__Metin__:
== == ==

Zamanla toplumun içine girip gerçekleri gördükçe, başka insanları tanıdıkça, inanamadığım şekilde, benimle aynı duyguları paylaşan insanların düşündüğümden çok daha fazla olduğunu gördüm. Fakat sanırım hepsi benim yaşadığım kaosu yaşadıkları için “birlikte olma” ve “birlikte hareket etme” şansına ve imkânına sahip değildiler. Bu yüzden bir “güç” oluşturamıyorlardı.

Kötüler öyle mi ya… Yeter ki kötülük olsun… biçimi, şekli, amacı hiç önemli değil. Sonuçta ortaya çıkan şey aynı olsun yeter. Oysa “bizimkiler” iyiliğin biçimine, kim tarafından, nasıl yapıldığına çok önem veriyorlar. O yüzden de bir adım ileri gidemiyoruz.

*****

Sayın başbakanım,

Sonuç olarak şunu söylemek istiyorum ki, sizin de yürekten inandığınız gibi, en üst kimlik “insanlık”tır. Gerisi teferruat… Ve insanlar da bildiğiniz üzere hem iyilik ve hem kötülük yapabilecek nitelikte yaratılmışlardır.

Bu bağlamda dünyada sadece iki sınıf insan vardır. İyiler ve kötüler… Türkiye’de de böyle…

Hangi ırkta yaratılmış olursa olsun, sonradan hangi inancı benimserse benimsesin, hangi eğitimi alırsa alsın, hangi takımı tutarsa tutsun, hangi bölgede doğarsa doğsun, hangi köyde veya şehirde yaşarsa yaşasın, bu ülkenin insanları da iki sınıftır. İyiler, iyilik isteyenler; kötüler ve kötülük isteyenler…

Türkiye şu anda çok karmaşık bir dönemece girmiştir. Gerçekten içinden çıkılması zor bir durumdayız. Puslu ortamları çok sevenler bu fırsatı değerlendirmekten çekinmeyeceklerdir. Böylece önümüzdeki günlerde bizi çok daha fazla üzecek olaylar yaşamamızın sürpriz olmayacağını söyleyebilirim.

Düne kadar, samimi olarak, “her şeye rağmen demokrasi, darbelere hayır, asker siyasetten çekilsin, partilere cezasını halk versin” diye çaba gösterenler de dahil olmak üzere herkes, ülkenin her yerinde, 1980 öncesini hatırlatan terör olayları yaşanıp günahsız insanların zarar gördüğüne şahit olduğunda, aynı 12 Eylül sabahında olduğu gibi, “aman iyi ki ordu olaya el koydu da, rahatladık” diyebileceklerdir.

Sizi ne kadar zor günlerin beklediğini belki siz bile bilmiyorsunuz sayın başbakanım.

== == ==

__Veri satırları__:
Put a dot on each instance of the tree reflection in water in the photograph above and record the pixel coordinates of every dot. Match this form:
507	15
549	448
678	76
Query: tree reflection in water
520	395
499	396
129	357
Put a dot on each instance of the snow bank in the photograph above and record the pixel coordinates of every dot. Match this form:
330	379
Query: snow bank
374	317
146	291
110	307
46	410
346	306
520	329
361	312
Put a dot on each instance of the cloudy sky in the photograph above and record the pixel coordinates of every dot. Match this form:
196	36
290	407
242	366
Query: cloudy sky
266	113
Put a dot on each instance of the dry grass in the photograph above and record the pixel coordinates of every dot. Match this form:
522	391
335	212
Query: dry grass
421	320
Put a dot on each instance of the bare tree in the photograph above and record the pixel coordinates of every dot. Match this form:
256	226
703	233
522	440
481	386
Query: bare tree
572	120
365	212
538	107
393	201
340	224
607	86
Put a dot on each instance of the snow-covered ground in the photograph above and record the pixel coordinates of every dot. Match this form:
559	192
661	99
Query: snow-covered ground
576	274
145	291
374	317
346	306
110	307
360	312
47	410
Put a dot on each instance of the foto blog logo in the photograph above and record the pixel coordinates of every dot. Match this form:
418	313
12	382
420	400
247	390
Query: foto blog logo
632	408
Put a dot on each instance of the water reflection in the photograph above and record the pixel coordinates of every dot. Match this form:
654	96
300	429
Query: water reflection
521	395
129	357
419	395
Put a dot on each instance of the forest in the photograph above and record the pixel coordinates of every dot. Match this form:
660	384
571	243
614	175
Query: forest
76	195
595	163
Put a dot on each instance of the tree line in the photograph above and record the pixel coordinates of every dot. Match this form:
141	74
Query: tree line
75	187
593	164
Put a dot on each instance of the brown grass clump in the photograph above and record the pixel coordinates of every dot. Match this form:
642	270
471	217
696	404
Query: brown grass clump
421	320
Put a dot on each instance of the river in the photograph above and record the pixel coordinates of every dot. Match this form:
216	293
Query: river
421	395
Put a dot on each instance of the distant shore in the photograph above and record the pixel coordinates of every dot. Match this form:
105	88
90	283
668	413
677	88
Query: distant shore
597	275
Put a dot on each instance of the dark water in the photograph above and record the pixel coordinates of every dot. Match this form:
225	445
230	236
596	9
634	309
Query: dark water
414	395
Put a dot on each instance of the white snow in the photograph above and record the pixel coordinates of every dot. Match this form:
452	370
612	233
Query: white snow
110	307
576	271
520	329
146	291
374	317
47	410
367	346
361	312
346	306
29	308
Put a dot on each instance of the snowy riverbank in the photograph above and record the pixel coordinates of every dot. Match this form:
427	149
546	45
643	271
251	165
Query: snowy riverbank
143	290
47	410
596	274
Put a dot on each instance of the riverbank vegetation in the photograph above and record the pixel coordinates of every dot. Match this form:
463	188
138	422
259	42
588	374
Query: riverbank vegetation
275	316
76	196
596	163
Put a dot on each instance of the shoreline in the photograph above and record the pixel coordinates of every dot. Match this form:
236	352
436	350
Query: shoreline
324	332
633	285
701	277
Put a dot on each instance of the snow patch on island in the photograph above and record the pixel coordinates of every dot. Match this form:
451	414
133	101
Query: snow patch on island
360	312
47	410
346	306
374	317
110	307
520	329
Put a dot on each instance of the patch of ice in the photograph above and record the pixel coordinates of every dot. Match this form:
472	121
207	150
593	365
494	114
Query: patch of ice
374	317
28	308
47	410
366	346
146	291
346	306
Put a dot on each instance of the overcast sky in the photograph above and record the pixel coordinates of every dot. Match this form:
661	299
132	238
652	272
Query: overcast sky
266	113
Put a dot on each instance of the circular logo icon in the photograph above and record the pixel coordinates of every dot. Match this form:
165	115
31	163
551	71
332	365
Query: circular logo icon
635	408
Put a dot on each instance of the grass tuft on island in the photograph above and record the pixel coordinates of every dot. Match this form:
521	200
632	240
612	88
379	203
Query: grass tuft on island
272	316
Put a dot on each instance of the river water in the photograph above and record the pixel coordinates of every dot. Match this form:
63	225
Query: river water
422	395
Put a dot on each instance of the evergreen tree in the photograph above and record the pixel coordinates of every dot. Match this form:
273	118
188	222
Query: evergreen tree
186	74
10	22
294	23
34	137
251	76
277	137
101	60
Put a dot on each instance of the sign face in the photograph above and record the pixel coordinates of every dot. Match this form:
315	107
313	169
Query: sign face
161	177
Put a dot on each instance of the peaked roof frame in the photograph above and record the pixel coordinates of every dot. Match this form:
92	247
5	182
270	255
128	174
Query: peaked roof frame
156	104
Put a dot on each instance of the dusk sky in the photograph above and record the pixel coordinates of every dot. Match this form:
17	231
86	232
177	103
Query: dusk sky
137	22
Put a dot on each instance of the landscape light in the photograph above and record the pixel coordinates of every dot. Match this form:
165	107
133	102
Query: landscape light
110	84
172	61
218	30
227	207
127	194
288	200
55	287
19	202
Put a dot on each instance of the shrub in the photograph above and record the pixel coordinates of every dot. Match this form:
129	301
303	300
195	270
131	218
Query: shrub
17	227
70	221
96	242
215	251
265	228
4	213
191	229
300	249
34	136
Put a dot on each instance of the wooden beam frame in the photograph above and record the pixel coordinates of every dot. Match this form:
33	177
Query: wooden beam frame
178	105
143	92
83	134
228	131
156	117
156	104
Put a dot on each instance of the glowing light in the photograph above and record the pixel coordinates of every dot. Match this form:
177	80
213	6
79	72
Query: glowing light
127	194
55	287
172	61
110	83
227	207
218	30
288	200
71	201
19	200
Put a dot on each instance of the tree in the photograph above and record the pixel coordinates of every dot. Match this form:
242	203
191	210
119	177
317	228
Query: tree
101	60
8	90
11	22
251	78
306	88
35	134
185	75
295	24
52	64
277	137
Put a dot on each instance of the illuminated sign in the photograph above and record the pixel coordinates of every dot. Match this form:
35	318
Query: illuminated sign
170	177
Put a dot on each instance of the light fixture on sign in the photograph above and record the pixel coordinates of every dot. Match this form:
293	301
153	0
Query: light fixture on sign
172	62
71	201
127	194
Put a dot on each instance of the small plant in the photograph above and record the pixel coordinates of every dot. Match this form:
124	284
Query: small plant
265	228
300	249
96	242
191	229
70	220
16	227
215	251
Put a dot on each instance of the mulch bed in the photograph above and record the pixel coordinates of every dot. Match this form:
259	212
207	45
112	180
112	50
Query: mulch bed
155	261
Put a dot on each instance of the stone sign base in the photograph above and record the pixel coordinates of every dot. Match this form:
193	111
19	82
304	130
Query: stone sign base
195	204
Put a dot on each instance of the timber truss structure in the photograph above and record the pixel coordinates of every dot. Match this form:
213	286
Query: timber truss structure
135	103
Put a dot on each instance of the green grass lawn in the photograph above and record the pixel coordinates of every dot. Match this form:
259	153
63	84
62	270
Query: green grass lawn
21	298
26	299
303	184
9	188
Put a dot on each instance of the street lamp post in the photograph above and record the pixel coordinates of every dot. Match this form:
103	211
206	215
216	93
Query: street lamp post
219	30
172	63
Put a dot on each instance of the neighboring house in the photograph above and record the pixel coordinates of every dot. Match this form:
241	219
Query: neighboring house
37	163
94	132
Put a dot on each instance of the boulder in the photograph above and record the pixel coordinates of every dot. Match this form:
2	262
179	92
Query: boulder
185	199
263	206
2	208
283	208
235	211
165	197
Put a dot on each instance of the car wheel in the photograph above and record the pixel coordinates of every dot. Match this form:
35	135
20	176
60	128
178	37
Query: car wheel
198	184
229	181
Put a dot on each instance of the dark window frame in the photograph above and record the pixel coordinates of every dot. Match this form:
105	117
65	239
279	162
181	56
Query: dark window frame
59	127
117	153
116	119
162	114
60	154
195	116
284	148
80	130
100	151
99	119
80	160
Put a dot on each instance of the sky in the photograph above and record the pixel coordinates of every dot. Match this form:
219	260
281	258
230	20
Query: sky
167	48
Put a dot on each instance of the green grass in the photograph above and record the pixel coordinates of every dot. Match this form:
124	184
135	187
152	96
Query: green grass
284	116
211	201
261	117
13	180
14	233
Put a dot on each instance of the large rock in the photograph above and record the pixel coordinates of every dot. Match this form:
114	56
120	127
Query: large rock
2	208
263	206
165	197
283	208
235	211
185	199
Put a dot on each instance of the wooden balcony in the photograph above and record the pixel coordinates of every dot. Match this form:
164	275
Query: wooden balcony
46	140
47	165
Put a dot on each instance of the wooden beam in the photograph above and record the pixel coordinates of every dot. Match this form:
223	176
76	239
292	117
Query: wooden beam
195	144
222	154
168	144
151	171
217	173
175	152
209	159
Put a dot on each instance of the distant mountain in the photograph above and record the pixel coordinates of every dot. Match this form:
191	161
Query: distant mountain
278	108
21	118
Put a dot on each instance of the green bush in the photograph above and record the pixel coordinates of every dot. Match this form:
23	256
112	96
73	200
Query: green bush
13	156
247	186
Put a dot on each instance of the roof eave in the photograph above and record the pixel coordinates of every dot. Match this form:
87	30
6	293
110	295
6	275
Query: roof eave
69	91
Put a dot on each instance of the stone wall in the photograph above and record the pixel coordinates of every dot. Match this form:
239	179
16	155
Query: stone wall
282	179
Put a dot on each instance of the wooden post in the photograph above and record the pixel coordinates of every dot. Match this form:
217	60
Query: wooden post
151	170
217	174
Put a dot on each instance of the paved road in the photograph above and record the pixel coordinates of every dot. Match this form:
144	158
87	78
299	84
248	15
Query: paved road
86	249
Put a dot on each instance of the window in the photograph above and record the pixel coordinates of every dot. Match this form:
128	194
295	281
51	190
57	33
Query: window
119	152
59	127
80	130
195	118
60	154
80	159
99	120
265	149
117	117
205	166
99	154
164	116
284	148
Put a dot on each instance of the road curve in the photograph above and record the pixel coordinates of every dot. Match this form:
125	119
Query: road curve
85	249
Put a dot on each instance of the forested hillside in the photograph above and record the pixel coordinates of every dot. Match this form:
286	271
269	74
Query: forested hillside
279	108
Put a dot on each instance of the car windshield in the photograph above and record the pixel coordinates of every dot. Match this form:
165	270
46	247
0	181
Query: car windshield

== == ==

__Görev talimatları__:
A. Başbakana seslenen metinde, 1980 öncesini hatırlatan olaylardan önce bazı kişilerin samimi olarak uğrunda çaba gösterdiği belirtilen ifadeleri metindeki sırayla listeleyin.
B. Başbakana seslenen ve Türkiye'nin zor bir dönemece girdiğini anlatan metni son cümlesinden itibaren sürdürün.
Satırların metinle hiçbir bağlantısı yoktur.

__Beklenen çıktılar__:
A.
- her şeye rağmen demokrasi
- darbelere hayır
- asker siyasetten çekilsin
- partilere cezasını halk versin

B.
Yapmanız gerekenlerle ilgili benim söyleyebilecek tek bir sözüm yok. Üstelik sade vatandaş olarak bizim gördüğümüz perspektifle sizin olduğunuz yerden bakılıdığıda görünen çok farklıdır. Bir de işin bizi tamamen aşan dış boyutları var. Siz onların da bizden daha iyi içindesiniz, farkındasınız.

Sadece şunu bilmenizi isterim ki, şu anda ülke “barışın sağlanmasını isteyen iyiler”le, “ortalığın karışmasını bekleyen kötüler” olmak üzere ikiye ayrılmıştır.

Siz de zatan bunu farkındasınız ve en iyi şekilde ifade etmişsiniz. Ya terör var, ya kardeşlik..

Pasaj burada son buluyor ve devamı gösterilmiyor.